» **OBJECTIVE**
Word for word, retype every entry in the listing.

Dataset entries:
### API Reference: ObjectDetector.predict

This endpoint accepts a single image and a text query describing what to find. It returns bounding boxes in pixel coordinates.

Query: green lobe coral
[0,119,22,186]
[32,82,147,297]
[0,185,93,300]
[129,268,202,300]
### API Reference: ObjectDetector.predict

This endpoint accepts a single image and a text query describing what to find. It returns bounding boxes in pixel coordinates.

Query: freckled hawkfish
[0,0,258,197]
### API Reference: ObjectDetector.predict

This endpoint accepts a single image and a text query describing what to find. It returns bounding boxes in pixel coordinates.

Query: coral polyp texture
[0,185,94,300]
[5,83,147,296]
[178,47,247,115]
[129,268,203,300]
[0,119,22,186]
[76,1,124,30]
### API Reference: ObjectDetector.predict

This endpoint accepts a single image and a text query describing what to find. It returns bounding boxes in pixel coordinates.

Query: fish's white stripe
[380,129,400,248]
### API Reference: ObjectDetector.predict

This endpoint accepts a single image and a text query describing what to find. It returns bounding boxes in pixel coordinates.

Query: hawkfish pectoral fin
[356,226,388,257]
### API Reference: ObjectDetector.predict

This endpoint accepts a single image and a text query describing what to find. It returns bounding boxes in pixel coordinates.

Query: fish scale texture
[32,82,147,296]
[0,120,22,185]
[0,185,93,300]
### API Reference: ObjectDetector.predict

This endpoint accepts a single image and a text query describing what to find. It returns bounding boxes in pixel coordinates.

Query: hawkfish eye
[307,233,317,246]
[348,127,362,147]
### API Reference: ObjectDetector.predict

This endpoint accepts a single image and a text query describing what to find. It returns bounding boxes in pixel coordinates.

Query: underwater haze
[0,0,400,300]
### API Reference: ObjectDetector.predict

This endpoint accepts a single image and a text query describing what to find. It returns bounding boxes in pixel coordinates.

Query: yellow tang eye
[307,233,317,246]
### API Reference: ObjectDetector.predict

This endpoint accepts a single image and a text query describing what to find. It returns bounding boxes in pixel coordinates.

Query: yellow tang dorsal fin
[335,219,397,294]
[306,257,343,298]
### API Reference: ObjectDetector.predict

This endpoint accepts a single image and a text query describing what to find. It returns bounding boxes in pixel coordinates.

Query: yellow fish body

» **THE RESPONSE**
### API Reference: ObjectDetector.predict

This endpoint accepts a single image and a text query describing what to find. It returns bounding boxes in pixel coordinates.

Query: green lobe coral
[0,119,22,186]
[32,82,147,297]
[0,185,93,300]
[129,268,202,300]
### API Reference: ObjectDetector.predict

This endpoint accepts a single image and a text query describing what to find. It returns bounding boxes in pixel coordinates.

Query: freckled hawkfish
[0,0,258,197]
### API Reference: ObjectDetector.predict

This endpoint accepts a single image and a text query describing what to find. It returns bounding boxes in pixel coordinates.

Query: coral polyp texture
[0,185,94,300]
[5,83,147,296]
[178,47,247,115]
[129,268,203,300]
[0,119,22,186]
[76,1,124,30]
### API Reference: ObjectDetector.predict

This endpoint accepts a single image and a text query describing what to find. It returns bounding boxes in pixel coordinates.

Query: fish's white stripe
[380,129,400,248]
### API Reference: ObjectDetector.predict

This endpoint accepts a single image and a text query describing what to find. It returns bounding boxes in pixel coordinates.

Query: hawkfish pectoral fin
[356,226,388,257]
### API Reference: ObjectDetector.predict

This endpoint accepts a single image and a text query describing what to find. It returns bounding boxes in pixel coordinates.

Query: fish scale texture
[32,82,147,296]
[0,120,22,185]
[0,185,93,300]
### API Reference: ObjectDetector.predict

This endpoint accepts a single image and a text query describing what to find. It returns bounding boxes in pixel coordinates.

Query: hawkfish eye
[307,233,317,246]
[348,127,362,147]
### API Reference: ObjectDetector.predict

This endpoint accepts a single image and a text query describing what to find. It returns bounding boxes in pixel coordinates.

Query: underwater haze
[0,0,400,300]
### API Reference: ObjectDetector.predict

This endpoint accepts a single image and a text query describing what to find. It returns bounding boxes in pixel coordinates.

Query: yellow tang eye
[307,233,317,246]
### API Reference: ObjectDetector.predict

This endpoint accepts a single image and a text query describing what to find. It returns bounding boxes in pixel coordinates.

Query: yellow tang dorsal fin
[335,219,397,294]
[306,257,343,298]
### API Reference: ObjectDetector.predict

This endpoint accepts a single image and a text query describing what to find. It returns bounding boxes in pixel coordinates.

Query: yellow fish body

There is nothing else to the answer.